Document text:
# # # #

I have always had difficulty calling my father by anything but his given name Pryse. The relationship I had with him was not what I consider close or of normal warmth. While I am certain that, until some point in my development I must have loved him as a child normally loves a parent, along the way to my adulthood that changed. Later, I will try to speak to what caused that change, but as a result, it always felt somehow wrong to refer to him as, for instance, “Dad.” I cannot bring myself to do it. I could certainly never call him “Daddy,” indicating a special relationship. Since I did not have that kind or relationship with my father, it would be an adulteration of the word to call him “Daddy.”
At best, it would be disingenuous to pretend a close relationship by use of what I consider a word of endearment.
Pryse, as I shall refer to him here, is the name he was given and the name by which I call him today. As much difficulty as we came to experience, I do not mean it disrespectfully. It is merely the lack of emotional warmth that makes it the most of which I am capable.
Pryse, by the way, is a Welsh name. I have not idea why my grandparents chose it. There are, to my knowledge, no people of direct Welsh descent in the immediate vicinity. Our family, on that side, is German and Irish, basically. I know that there is a place in Estill County, downriver from them, named Pryse. Whatever its origin, it was his name, singularly his name, like no other I knew, as he was like no other man in my life.

# # # #

Raw data:
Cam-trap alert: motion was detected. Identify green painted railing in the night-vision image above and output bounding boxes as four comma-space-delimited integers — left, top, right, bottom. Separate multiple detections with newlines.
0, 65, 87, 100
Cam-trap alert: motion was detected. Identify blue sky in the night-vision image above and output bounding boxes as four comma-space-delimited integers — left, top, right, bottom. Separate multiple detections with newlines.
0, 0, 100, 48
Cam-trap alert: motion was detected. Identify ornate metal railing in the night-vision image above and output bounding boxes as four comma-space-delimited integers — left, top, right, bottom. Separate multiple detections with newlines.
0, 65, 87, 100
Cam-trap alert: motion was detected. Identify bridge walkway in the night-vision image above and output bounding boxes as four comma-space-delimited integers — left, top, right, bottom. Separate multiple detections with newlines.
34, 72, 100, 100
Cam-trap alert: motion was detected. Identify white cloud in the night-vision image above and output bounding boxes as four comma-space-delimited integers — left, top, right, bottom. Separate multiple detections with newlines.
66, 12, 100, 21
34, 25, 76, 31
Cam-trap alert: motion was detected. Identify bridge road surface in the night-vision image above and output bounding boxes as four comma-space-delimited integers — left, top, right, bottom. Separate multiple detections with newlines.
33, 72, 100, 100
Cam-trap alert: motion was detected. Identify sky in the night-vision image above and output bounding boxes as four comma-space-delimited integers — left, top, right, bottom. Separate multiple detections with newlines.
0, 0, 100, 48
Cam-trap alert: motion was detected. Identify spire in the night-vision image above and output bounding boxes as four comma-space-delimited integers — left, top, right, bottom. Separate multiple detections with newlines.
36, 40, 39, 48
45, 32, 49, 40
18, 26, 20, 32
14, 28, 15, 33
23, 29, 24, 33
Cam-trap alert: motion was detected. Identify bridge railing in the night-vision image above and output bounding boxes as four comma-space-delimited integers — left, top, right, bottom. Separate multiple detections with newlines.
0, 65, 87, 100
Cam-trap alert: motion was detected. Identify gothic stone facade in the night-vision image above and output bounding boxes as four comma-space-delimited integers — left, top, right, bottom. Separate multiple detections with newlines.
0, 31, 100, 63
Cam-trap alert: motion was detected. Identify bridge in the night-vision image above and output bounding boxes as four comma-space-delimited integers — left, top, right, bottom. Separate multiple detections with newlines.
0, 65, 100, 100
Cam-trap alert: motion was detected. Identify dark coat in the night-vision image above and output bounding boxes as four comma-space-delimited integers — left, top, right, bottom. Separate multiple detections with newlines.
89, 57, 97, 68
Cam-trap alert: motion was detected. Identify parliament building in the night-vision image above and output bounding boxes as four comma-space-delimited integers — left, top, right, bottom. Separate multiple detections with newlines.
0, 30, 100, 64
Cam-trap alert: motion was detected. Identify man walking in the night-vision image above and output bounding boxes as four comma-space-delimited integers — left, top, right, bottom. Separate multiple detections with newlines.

# # # #

Exercise: Duplicate the passage about the narrator's father Pryse in full, word for word.

Result of this exercise:
I have always had difficulty calling my father by anything but his given name Pryse. The relationship I had with him was not what I consider close or of normal warmth. While I am certain that, until some point in my development I must have loved him as a child normally loves a parent, along the way to my adulthood that changed. Later, I will try to speak to what caused that change, but as a result, it always felt somehow wrong to refer to him as, for instance, “Dad.” I cannot bring myself to do it. I could certainly never call him “Daddy,” indicating a special relationship. Since I did not have that kind or relationship with my father, it would be an adulteration of the word to call him “Daddy.”
At best, it would be disingenuous to pretend a close relationship by use of what I consider a word of endearment.
Pryse, as I shall refer to him here, is the name he was given and the name by which I call him today. As much difficulty as we came to experience, I do not mean it disrespectfully. It is merely the lack of emotional warmth that makes it the most of which I am capable.
Pryse, by the way, is a Welsh name. I have not idea why my grandparents chose it. There are, to my knowledge, no people of direct Welsh descent in the immediate vicinity. Our family, on that side, is German and Irish, basically. I know that there is a place in Estill County, downriver from them, named Pryse. Whatever its origin, it was his name, singularly his name, like no other I knew, as he was like no other man in my life.